(Stored data entries)
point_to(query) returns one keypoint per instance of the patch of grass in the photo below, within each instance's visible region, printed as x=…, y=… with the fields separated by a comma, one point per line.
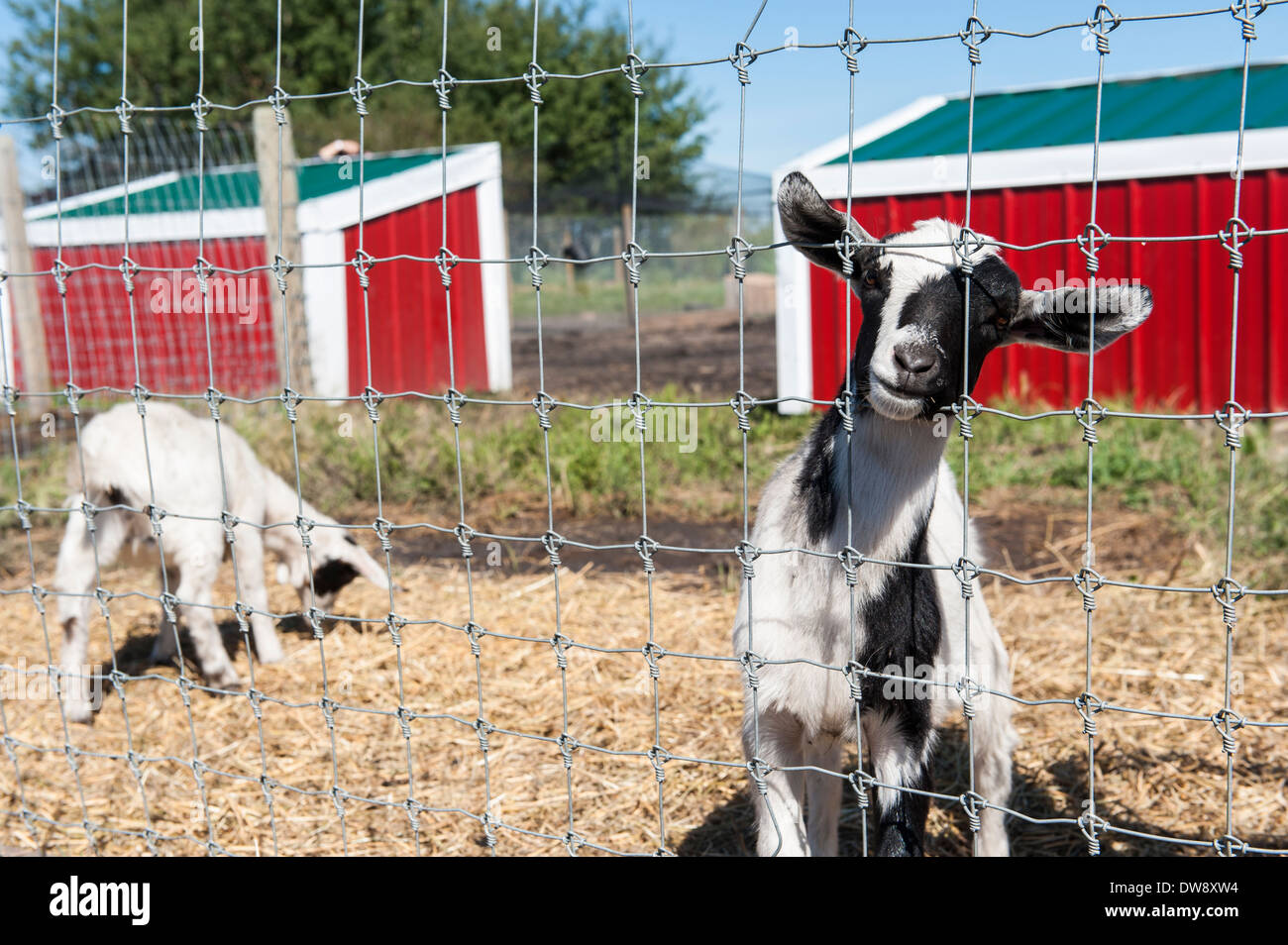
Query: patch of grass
x=1175, y=471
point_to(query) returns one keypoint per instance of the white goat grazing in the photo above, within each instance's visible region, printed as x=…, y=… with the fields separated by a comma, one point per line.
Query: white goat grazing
x=795, y=615
x=185, y=481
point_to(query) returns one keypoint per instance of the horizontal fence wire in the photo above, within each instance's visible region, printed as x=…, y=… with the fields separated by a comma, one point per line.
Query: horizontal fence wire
x=1227, y=591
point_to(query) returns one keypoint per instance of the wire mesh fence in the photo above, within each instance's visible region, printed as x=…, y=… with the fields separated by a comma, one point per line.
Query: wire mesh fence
x=468, y=630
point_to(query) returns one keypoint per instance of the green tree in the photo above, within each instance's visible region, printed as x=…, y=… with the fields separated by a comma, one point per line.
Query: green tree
x=587, y=127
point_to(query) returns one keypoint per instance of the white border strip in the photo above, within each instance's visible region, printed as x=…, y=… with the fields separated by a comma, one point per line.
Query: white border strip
x=1068, y=163
x=496, y=291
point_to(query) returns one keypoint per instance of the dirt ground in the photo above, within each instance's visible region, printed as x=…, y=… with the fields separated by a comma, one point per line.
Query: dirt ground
x=329, y=770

**Problem to work on:** Your answer should be the lines from the one containing "point_to(query) returns one keypoint per instance of the green" through the last line of the records, repeated exactly and with nothing added.

**Worked solution:**
point_to(query) returns one keypoint per instance of the green tree in the photo above, within each instance's visible region, printed as x=…, y=… with the fields separated by a comma, one point per line.
Query: green tree
x=587, y=127
point_to(query) returns one keypoint per instance of the white border strip in the photo above, within each instance's visible region, printed as x=…, y=… with the fields separated by a comma, one point per line.
Query: white border strip
x=1068, y=163
x=496, y=291
point_to(query) returns one keypoint per instance of the dirt ground in the photo above, within each instance's visible region, printed as x=…, y=… with the fields separated by a comma, one point per line.
Query: dirt ground
x=329, y=770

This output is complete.